PASSAGE TO READ
·····
Result: Cable Installer Awarded $5 Million Verdict

The Perecman Firm, P.L.L.C., represented an installer of cable television systems who was injured after falling off the top of an extension ladder.

On April 17, 2007, our client, 32, an installer of cable-television systems, serviced a residence that was located at 183 Elton St., in the Highland Park section of Brooklyn. During the course of his duties, our client fell off the top half of an extension ladder. He plummeted about 12 feet, and he sustained an injury of a leg.

Our client sued the company that contracted his work and a related entity. He alleged that the defendants violated the New York State Labor Law.

The defendants impleaded our client’s employer, alleging that they controlled and directed our client’s work functions. The third-party claim was discontinued, but the company’s insurer assumed the defense of all of the defendants.

Our client claimed that the extension ladder was not a sufficient tool, in that it was being used as a standalone ladder despite its lack of footings. He contended that the defendants should have provided a different ladder or braced and secured the extension ladder.

We contended that the incident stemmed from an elevation-related hazard, as defined by Labor Law 240(1), and that our client was not provided the proper, safe equipment that is a requirement of the statute. He also contended that the site was not properly safeguarded, as required by Labor Law 241(6).

Defense counsel contended that the accident was entirely a result of our client’s misuse of the ladder. He claimed that available equipment would have permitted proper securing of the ladder.

We moved for summary judgment of liability. Judge Marguerite Grays found that the defendants violated Labor Law 240(1), and, as such, she granted the motion. The matter proceeded to a trial that addressed damages.

Our client sustained an impacted comminuted fracture of the distal tibia of his left leg, which was treated with an external fixator during his initial hospitalization. He also sustained a fracture of the distal fibular shaft of the left leg, which was treated with open reduction and internal fixation with a plate and screws. He claimed that the fracture fragments from his injuries healed, but that deformities and defects remained. He also claimed that he suffered a shallow skin ulcer in the skin of his left ankle. He contended that he has difficulty walking, that he requires a cane and that he is in pain that requires medication. He also contended that he can no longer work in his prior occupation or any occupation that requires prolonged standing, walking, climbing or strenuous physical activity.

Our client sought recovery of his past and future medical expenses, his future life-care expenses, his past and future lost earnings, and damages for his past and future pain and suffering. After a nine-day trial, the jury awarded our client $5,003,802. The case was settled after verdict for $4,500.000.
·····
DATASET EXTRACT
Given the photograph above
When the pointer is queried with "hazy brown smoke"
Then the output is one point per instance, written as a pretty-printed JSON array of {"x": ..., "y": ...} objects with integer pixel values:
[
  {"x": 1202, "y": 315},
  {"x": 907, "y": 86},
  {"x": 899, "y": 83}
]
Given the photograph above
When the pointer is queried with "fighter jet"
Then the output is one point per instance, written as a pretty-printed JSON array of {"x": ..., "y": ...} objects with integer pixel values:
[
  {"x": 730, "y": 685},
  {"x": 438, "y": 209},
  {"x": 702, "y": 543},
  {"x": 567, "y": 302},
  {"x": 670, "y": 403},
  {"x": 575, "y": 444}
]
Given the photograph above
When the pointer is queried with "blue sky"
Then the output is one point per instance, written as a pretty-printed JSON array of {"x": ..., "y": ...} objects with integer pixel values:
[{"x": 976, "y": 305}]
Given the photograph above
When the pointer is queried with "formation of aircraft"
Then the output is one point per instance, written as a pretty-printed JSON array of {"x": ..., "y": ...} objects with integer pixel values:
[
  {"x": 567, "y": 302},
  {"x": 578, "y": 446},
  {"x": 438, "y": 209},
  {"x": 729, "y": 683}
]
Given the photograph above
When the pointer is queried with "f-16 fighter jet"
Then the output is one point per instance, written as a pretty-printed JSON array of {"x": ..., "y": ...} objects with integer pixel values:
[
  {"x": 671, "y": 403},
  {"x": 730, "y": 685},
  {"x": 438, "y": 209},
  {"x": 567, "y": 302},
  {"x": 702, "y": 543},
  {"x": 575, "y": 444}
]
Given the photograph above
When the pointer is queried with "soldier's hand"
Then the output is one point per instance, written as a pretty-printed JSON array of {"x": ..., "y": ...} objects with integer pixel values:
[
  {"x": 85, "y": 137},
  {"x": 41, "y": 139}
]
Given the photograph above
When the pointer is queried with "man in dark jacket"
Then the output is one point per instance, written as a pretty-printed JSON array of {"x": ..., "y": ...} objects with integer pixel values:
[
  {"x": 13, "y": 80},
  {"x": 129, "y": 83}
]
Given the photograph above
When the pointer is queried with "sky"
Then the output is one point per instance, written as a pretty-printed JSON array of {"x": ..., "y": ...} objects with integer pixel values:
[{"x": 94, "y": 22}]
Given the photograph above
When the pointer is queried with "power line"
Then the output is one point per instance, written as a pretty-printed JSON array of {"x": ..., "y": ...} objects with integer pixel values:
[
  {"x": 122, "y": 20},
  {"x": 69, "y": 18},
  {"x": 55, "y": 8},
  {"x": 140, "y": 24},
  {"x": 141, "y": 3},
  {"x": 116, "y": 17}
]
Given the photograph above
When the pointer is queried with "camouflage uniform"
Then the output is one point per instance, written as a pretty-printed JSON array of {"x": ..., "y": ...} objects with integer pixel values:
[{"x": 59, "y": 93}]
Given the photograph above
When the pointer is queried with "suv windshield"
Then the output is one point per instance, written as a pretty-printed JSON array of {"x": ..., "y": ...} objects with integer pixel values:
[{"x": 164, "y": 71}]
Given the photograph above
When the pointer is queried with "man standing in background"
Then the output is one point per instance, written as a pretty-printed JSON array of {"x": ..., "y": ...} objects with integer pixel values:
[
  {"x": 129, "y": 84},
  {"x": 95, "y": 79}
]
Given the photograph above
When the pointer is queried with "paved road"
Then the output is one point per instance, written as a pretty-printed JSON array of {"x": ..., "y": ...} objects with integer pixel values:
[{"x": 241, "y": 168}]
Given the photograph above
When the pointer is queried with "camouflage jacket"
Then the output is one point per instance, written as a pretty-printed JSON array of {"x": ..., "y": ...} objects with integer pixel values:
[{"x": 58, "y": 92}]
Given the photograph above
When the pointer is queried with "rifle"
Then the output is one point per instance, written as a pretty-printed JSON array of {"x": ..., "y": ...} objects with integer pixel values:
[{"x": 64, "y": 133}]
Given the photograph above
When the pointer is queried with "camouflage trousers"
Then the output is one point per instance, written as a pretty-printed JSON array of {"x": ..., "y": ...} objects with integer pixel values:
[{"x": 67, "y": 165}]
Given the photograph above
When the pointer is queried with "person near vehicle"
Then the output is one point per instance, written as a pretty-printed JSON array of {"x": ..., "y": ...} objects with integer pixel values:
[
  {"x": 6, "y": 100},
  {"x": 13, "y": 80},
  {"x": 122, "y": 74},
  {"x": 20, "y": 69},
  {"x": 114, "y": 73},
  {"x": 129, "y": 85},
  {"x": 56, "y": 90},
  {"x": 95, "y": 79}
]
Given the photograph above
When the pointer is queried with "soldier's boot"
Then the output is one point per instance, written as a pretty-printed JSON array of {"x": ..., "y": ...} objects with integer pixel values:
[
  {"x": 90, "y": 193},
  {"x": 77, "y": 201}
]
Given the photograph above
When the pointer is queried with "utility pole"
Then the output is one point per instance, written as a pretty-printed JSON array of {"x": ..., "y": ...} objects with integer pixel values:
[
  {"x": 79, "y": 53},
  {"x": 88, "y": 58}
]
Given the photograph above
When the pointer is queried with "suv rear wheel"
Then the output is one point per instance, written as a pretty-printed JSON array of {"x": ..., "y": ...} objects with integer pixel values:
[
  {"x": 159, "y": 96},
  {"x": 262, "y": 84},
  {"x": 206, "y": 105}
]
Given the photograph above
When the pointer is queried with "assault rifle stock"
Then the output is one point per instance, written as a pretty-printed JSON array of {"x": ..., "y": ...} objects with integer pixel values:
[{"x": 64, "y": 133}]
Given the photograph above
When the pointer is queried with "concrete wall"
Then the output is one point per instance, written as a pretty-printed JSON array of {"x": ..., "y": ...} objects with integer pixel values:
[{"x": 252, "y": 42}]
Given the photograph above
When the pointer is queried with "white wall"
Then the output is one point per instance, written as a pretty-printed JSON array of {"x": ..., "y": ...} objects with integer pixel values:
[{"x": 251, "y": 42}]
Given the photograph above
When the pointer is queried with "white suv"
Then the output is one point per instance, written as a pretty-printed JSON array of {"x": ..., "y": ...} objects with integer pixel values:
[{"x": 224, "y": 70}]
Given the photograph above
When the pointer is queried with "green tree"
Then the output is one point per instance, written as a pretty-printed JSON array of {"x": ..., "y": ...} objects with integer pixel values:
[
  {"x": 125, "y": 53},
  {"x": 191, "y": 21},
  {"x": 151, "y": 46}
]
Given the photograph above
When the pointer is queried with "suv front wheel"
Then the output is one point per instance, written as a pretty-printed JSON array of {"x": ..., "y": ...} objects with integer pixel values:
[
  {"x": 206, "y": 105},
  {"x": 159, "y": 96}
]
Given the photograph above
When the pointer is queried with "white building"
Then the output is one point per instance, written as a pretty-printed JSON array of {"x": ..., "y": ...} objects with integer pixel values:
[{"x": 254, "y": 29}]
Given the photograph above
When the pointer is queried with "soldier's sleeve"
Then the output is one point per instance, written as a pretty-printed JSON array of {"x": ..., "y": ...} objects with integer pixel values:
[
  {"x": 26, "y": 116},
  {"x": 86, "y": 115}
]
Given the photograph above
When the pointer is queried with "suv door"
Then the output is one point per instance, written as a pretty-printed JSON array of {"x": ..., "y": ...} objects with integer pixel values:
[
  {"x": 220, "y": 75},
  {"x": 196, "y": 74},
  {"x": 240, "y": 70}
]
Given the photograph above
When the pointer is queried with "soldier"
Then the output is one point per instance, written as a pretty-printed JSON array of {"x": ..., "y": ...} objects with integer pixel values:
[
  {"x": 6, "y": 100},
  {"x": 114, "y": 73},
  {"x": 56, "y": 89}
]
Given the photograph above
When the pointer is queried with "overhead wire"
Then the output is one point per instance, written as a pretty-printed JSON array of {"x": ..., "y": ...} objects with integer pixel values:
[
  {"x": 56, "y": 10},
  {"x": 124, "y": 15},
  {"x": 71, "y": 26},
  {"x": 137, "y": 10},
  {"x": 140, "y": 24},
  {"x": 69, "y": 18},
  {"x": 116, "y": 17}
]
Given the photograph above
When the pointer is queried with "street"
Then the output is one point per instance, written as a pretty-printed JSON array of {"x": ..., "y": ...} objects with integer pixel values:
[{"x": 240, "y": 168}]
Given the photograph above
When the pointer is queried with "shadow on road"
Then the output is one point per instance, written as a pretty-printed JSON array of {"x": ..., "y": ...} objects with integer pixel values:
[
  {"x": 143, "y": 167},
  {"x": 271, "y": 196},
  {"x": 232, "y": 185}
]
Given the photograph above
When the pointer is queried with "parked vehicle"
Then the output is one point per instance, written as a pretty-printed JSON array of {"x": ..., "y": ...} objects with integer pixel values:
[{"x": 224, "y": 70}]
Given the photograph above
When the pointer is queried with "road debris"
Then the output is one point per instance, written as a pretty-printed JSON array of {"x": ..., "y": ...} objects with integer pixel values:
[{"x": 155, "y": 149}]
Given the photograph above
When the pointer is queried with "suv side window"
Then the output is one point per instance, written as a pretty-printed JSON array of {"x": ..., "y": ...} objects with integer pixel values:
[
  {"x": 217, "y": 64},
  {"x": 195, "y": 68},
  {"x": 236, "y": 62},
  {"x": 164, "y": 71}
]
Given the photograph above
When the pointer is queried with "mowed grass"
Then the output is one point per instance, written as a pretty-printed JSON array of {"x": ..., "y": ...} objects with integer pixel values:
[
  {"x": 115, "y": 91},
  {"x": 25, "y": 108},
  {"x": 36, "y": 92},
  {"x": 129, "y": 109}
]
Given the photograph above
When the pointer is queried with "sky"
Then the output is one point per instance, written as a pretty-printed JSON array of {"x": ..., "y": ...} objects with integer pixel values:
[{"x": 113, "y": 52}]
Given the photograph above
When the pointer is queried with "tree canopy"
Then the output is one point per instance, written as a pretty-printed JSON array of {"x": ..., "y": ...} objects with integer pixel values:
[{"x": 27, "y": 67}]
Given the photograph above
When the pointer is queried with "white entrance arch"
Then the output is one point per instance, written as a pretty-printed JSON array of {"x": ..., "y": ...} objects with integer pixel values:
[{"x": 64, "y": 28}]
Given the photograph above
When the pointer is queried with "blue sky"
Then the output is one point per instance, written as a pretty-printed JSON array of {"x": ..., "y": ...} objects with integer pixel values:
·····
EXERCISE DESCRIPTION
List every kind of recovery the injured client sought, according to the cable installer verdict report.

ANSWER TO THE PROBLEM
- Past and future medical expenses
- Future life-care expenses
- Past and future lost earnings
- Damages for past and future pain and suffering